Quote the data below in full, please, without altering anything.
** Start Extracted data **
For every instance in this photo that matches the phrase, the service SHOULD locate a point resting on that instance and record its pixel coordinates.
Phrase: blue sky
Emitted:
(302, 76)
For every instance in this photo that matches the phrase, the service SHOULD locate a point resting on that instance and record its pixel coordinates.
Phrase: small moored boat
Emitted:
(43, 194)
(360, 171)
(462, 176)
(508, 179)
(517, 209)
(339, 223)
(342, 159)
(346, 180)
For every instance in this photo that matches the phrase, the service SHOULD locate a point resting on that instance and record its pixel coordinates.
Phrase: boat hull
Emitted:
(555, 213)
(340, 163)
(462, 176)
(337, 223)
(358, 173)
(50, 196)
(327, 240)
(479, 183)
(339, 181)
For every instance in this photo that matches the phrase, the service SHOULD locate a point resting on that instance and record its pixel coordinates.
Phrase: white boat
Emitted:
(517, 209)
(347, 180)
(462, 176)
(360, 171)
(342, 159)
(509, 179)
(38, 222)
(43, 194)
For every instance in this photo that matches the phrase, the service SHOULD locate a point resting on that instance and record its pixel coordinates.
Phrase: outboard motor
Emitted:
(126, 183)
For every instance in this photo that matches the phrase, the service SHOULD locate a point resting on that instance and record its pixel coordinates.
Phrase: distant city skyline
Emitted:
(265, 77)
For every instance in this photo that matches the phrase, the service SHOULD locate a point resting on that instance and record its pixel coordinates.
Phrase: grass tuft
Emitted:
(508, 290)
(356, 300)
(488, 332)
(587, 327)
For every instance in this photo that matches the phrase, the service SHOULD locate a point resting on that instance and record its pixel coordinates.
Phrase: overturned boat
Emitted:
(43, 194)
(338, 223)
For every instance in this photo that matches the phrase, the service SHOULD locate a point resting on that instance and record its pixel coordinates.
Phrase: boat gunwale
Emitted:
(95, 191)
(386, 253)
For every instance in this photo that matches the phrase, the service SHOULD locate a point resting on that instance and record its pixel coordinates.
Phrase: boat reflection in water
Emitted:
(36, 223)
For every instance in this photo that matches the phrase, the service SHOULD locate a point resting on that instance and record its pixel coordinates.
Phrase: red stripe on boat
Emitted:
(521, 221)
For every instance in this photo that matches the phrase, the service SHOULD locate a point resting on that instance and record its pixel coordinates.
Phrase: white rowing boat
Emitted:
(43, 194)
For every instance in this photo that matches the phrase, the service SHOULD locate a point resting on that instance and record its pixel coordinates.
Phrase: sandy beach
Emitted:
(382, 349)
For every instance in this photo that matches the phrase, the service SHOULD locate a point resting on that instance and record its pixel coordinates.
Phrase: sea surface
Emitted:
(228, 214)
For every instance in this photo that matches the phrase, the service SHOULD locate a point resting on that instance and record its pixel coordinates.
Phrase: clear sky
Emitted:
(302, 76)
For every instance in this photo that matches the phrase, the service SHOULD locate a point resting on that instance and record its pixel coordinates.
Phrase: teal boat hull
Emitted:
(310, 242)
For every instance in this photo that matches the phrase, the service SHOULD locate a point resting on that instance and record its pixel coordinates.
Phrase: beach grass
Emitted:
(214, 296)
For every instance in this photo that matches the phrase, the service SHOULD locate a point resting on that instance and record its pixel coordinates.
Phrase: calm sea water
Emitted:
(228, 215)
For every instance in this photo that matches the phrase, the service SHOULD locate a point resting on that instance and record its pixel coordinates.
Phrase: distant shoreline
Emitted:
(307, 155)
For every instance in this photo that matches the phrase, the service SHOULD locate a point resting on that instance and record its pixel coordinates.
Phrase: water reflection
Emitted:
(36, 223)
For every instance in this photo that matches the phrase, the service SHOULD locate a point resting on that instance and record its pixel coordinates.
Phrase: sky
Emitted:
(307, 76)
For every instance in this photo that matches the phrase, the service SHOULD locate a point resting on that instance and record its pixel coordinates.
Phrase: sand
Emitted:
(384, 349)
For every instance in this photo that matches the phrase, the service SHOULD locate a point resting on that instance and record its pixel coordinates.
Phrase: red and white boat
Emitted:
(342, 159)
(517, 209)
** End Extracted data **
▸ Answer to the task
For every instance in this photo that matches the phrase, the service SHOULD locate a point resting on that instance and record its pixel coordinates.
Phrase: blue sky
Emitted:
(302, 76)
For every instance in this photo that matches the phrase, the service SHOULD locate a point resting on that instance and record its pixel coordinates.
Phrase: small moored boat
Emitted:
(43, 194)
(360, 171)
(462, 176)
(508, 179)
(517, 209)
(339, 223)
(342, 159)
(346, 180)
For every instance in this photo that matches the phrase, the service SHOULD locate a point resting on that instance and record its pixel coordinates.
Phrase: boat hull
Emitted:
(555, 213)
(340, 163)
(462, 176)
(337, 223)
(358, 173)
(50, 196)
(327, 240)
(479, 183)
(339, 181)
For every instance in this photo that matches the phrase, the service SHOULD locate a point resting on that instance and record its pixel coordinates.
Phrase: white boat
Emitted:
(517, 209)
(347, 180)
(462, 176)
(360, 171)
(342, 159)
(509, 179)
(38, 222)
(43, 194)
For every instance in this photo that matches the phrase, the service SHOULD locate a point resting on that instance and record its pixel coordinates.
Phrase: outboard motor
Emitted:
(126, 183)
For every instance in this photo that matches the phrase, the service SHOULD locate a point resting on that instance and record its pixel coordinates.
Phrase: distant city skyline
Emitted:
(265, 77)
For every instance in this photo that matches the phrase, the service SHOULD locate a point resting on that instance and record its pixel coordinates.
Phrase: grass tuft
Emitted:
(508, 290)
(356, 300)
(488, 332)
(587, 327)
For every instance in this photo that matches the phrase, the service SHOULD locate a point resting on that instance and record its pixel coordinates.
Phrase: overturned boat
Emitted:
(43, 194)
(338, 223)
For every instance in this photo that matches the phrase, the service SHOULD locate a point resting on that instance and record its pixel coordinates.
Phrase: boat gunwale
Emitted:
(95, 191)
(386, 253)
For every instance in this photo that matches the phrase, the service SHOULD locate a point resting on that instance and record its pixel coordinates.
Phrase: boat reflection in water
Emitted:
(36, 223)
For every instance in this photo that matches the phrase, the service SHOULD locate a point resting on that instance and record its pixel coordinates.
Phrase: red stripe on boat
Emitted:
(521, 221)
For every instance in this photo that matches the phrase, the service SHOULD locate a point resting on that instance and record its pixel coordinates.
Phrase: white rowing boat
Emitted:
(43, 194)
For every instance in this photo that matches the phrase, the service SHOULD locate a point resting on that instance and record its pixel coordinates.
Phrase: sandy beach
Emitted:
(382, 349)
For every instance in this photo that matches the phrase, the service SHOULD locate a point resting on that instance and record its pixel coordinates.
Phrase: sea surface
Emitted:
(228, 214)
For every instance in this photo that matches the phrase, the service SHOULD locate a point resting on that instance and record its pixel coordinates.
Phrase: clear sky
Emitted:
(302, 76)
For every instance in this photo that matches the phrase, the service SHOULD locate a point resting on that instance and record its pixel coordinates.
Phrase: teal boat hull
Emitted:
(310, 242)
For every instance in this photo that matches the phrase, the service SHOULD locate a point resting on that instance and record its pixel coordinates.
Phrase: beach grass
Emitted:
(214, 296)
For every instance in this photo that matches the phrase, the service SHOULD locate a point resting on that instance and record its pixel coordinates.
Phrase: calm sea water
Emitted:
(228, 215)
For every instance in this photo that matches the phrase, the service SHOULD locate a point resting on that instance and record its pixel coordinates.
Phrase: distant shoreline
Emitted:
(307, 155)
For every instance in this photo that matches the phrase, the service SHOULD locate a point resting on that instance and record its pixel coordinates.
Phrase: water reflection
Emitted:
(36, 223)
For every instance in this photo that matches the phrase, the service SHOULD locate a point resting on that instance and record its pixel coordinates.
Phrase: sky
Emitted:
(307, 76)
For every instance in this photo that matches the phrase, the service SHOULD locate a point resting on that instance and record its pixel coordinates.
Phrase: sand
Emitted:
(384, 349)
For every instance in this photo that matches the phrase, the service SHOULD locate a point resting on that instance and record its pixel coordinates.
Phrase: red and white boat
Emitted:
(342, 159)
(517, 209)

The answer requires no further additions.